**练习题目:**
请将下列条目中的“dark hair”改为“blond hair”，其余内容一字不动，重新写出全部条目。

**本题数据:**

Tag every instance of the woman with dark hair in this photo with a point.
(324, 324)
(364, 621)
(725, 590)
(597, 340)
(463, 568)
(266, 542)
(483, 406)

**任务结果:**
Tag every instance of the woman with blond hair in this photo with a point.
(324, 324)
(364, 621)
(725, 590)
(597, 340)
(463, 568)
(266, 542)
(483, 406)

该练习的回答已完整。